§ **EXCERPTED RECORDS**
__________________________________________________
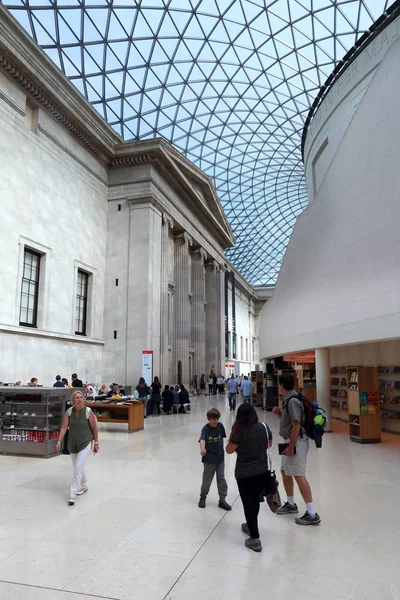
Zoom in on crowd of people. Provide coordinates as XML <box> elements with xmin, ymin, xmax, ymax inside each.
<box><xmin>11</xmin><ymin>366</ymin><xmax>321</xmax><ymax>548</ymax></box>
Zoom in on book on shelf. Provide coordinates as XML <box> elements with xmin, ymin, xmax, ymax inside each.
<box><xmin>348</xmin><ymin>371</ymin><xmax>358</xmax><ymax>383</ymax></box>
<box><xmin>380</xmin><ymin>394</ymin><xmax>400</xmax><ymax>404</ymax></box>
<box><xmin>378</xmin><ymin>366</ymin><xmax>400</xmax><ymax>374</ymax></box>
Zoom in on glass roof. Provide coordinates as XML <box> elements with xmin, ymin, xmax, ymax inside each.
<box><xmin>2</xmin><ymin>0</ymin><xmax>393</xmax><ymax>285</ymax></box>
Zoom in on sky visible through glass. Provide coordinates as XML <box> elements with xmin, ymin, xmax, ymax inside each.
<box><xmin>2</xmin><ymin>0</ymin><xmax>393</xmax><ymax>284</ymax></box>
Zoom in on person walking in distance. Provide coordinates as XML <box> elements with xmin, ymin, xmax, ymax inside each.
<box><xmin>241</xmin><ymin>375</ymin><xmax>252</xmax><ymax>404</ymax></box>
<box><xmin>227</xmin><ymin>374</ymin><xmax>239</xmax><ymax>411</ymax></box>
<box><xmin>198</xmin><ymin>408</ymin><xmax>231</xmax><ymax>511</ymax></box>
<box><xmin>56</xmin><ymin>391</ymin><xmax>99</xmax><ymax>505</ymax></box>
<box><xmin>273</xmin><ymin>374</ymin><xmax>321</xmax><ymax>525</ymax></box>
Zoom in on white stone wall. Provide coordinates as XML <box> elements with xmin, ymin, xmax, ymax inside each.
<box><xmin>226</xmin><ymin>275</ymin><xmax>259</xmax><ymax>376</ymax></box>
<box><xmin>0</xmin><ymin>71</ymin><xmax>107</xmax><ymax>385</ymax></box>
<box><xmin>259</xmin><ymin>33</ymin><xmax>400</xmax><ymax>359</ymax></box>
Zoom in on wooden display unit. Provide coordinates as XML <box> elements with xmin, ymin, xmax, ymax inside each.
<box><xmin>347</xmin><ymin>367</ymin><xmax>381</xmax><ymax>443</ymax></box>
<box><xmin>85</xmin><ymin>401</ymin><xmax>144</xmax><ymax>433</ymax></box>
<box><xmin>330</xmin><ymin>366</ymin><xmax>348</xmax><ymax>422</ymax></box>
<box><xmin>297</xmin><ymin>364</ymin><xmax>316</xmax><ymax>402</ymax></box>
<box><xmin>251</xmin><ymin>371</ymin><xmax>263</xmax><ymax>406</ymax></box>
<box><xmin>378</xmin><ymin>366</ymin><xmax>400</xmax><ymax>434</ymax></box>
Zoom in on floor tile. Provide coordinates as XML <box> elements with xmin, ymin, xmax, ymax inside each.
<box><xmin>0</xmin><ymin>582</ymin><xmax>112</xmax><ymax>600</ymax></box>
<box><xmin>64</xmin><ymin>550</ymin><xmax>184</xmax><ymax>600</ymax></box>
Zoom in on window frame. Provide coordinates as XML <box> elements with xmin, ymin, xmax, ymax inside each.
<box><xmin>19</xmin><ymin>247</ymin><xmax>41</xmax><ymax>328</ymax></box>
<box><xmin>75</xmin><ymin>269</ymin><xmax>89</xmax><ymax>336</ymax></box>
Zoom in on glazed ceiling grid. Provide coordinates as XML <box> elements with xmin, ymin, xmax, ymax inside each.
<box><xmin>2</xmin><ymin>0</ymin><xmax>393</xmax><ymax>284</ymax></box>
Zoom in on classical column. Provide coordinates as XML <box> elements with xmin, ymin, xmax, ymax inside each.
<box><xmin>173</xmin><ymin>232</ymin><xmax>192</xmax><ymax>386</ymax></box>
<box><xmin>160</xmin><ymin>212</ymin><xmax>174</xmax><ymax>386</ymax></box>
<box><xmin>315</xmin><ymin>348</ymin><xmax>332</xmax><ymax>432</ymax></box>
<box><xmin>205</xmin><ymin>259</ymin><xmax>224</xmax><ymax>376</ymax></box>
<box><xmin>191</xmin><ymin>247</ymin><xmax>207</xmax><ymax>381</ymax></box>
<box><xmin>125</xmin><ymin>197</ymin><xmax>162</xmax><ymax>386</ymax></box>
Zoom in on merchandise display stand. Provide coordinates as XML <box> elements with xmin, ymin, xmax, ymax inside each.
<box><xmin>85</xmin><ymin>400</ymin><xmax>144</xmax><ymax>433</ymax></box>
<box><xmin>251</xmin><ymin>371</ymin><xmax>263</xmax><ymax>406</ymax></box>
<box><xmin>297</xmin><ymin>364</ymin><xmax>316</xmax><ymax>402</ymax></box>
<box><xmin>347</xmin><ymin>367</ymin><xmax>381</xmax><ymax>444</ymax></box>
<box><xmin>330</xmin><ymin>367</ymin><xmax>348</xmax><ymax>422</ymax></box>
<box><xmin>0</xmin><ymin>387</ymin><xmax>65</xmax><ymax>458</ymax></box>
<box><xmin>378</xmin><ymin>366</ymin><xmax>400</xmax><ymax>434</ymax></box>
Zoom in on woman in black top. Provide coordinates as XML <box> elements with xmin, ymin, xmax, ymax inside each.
<box><xmin>148</xmin><ymin>376</ymin><xmax>162</xmax><ymax>416</ymax></box>
<box><xmin>136</xmin><ymin>377</ymin><xmax>150</xmax><ymax>418</ymax></box>
<box><xmin>226</xmin><ymin>404</ymin><xmax>271</xmax><ymax>553</ymax></box>
<box><xmin>162</xmin><ymin>385</ymin><xmax>174</xmax><ymax>415</ymax></box>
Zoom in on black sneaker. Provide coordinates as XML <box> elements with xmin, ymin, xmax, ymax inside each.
<box><xmin>198</xmin><ymin>497</ymin><xmax>206</xmax><ymax>508</ymax></box>
<box><xmin>241</xmin><ymin>523</ymin><xmax>251</xmax><ymax>536</ymax></box>
<box><xmin>218</xmin><ymin>500</ymin><xmax>231</xmax><ymax>511</ymax></box>
<box><xmin>295</xmin><ymin>511</ymin><xmax>321</xmax><ymax>526</ymax></box>
<box><xmin>276</xmin><ymin>501</ymin><xmax>298</xmax><ymax>515</ymax></box>
<box><xmin>245</xmin><ymin>537</ymin><xmax>262</xmax><ymax>552</ymax></box>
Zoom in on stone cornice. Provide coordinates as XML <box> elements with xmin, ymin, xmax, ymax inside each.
<box><xmin>0</xmin><ymin>4</ymin><xmax>119</xmax><ymax>162</ymax></box>
<box><xmin>162</xmin><ymin>212</ymin><xmax>174</xmax><ymax>229</ymax></box>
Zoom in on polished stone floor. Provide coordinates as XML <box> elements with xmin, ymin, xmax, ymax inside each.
<box><xmin>0</xmin><ymin>393</ymin><xmax>399</xmax><ymax>600</ymax></box>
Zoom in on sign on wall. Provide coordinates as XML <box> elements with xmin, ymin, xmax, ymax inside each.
<box><xmin>142</xmin><ymin>350</ymin><xmax>153</xmax><ymax>385</ymax></box>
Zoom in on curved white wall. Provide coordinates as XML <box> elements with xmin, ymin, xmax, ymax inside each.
<box><xmin>259</xmin><ymin>24</ymin><xmax>400</xmax><ymax>358</ymax></box>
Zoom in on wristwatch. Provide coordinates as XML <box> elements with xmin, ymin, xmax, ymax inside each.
<box><xmin>94</xmin><ymin>441</ymin><xmax>99</xmax><ymax>445</ymax></box>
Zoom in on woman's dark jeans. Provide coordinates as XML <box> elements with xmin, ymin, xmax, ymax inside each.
<box><xmin>237</xmin><ymin>472</ymin><xmax>266</xmax><ymax>539</ymax></box>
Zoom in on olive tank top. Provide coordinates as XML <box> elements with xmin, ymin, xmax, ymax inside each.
<box><xmin>68</xmin><ymin>407</ymin><xmax>93</xmax><ymax>454</ymax></box>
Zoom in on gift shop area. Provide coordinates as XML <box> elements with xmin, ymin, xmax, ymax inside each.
<box><xmin>0</xmin><ymin>392</ymin><xmax>398</xmax><ymax>600</ymax></box>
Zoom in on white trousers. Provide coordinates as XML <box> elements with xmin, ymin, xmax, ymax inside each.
<box><xmin>70</xmin><ymin>443</ymin><xmax>92</xmax><ymax>496</ymax></box>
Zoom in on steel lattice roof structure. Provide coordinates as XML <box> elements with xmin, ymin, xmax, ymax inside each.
<box><xmin>2</xmin><ymin>0</ymin><xmax>394</xmax><ymax>284</ymax></box>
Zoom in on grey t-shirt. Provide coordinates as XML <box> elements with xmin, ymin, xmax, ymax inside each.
<box><xmin>279</xmin><ymin>391</ymin><xmax>304</xmax><ymax>439</ymax></box>
<box><xmin>230</xmin><ymin>421</ymin><xmax>268</xmax><ymax>480</ymax></box>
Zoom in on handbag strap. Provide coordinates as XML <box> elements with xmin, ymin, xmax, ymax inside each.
<box><xmin>261</xmin><ymin>422</ymin><xmax>273</xmax><ymax>471</ymax></box>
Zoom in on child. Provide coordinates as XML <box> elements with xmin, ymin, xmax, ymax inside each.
<box><xmin>198</xmin><ymin>408</ymin><xmax>231</xmax><ymax>511</ymax></box>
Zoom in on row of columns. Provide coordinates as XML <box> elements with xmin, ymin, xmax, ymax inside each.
<box><xmin>161</xmin><ymin>212</ymin><xmax>224</xmax><ymax>386</ymax></box>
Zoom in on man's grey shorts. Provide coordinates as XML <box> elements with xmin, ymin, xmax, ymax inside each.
<box><xmin>280</xmin><ymin>437</ymin><xmax>309</xmax><ymax>477</ymax></box>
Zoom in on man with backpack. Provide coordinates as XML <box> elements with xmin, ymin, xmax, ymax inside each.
<box><xmin>272</xmin><ymin>374</ymin><xmax>321</xmax><ymax>526</ymax></box>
__________________________________________________
§ **EXERCISE DIRECTIONS**
From the line holding "Zoom in on man with" to the end of the listing, copy every line exactly, both ends included, and add nothing.

§ **REPLY TO THE TASK**
Zoom in on man with backpack. Provide coordinates as XML <box> elements with xmin, ymin, xmax, ymax inside each.
<box><xmin>272</xmin><ymin>374</ymin><xmax>321</xmax><ymax>526</ymax></box>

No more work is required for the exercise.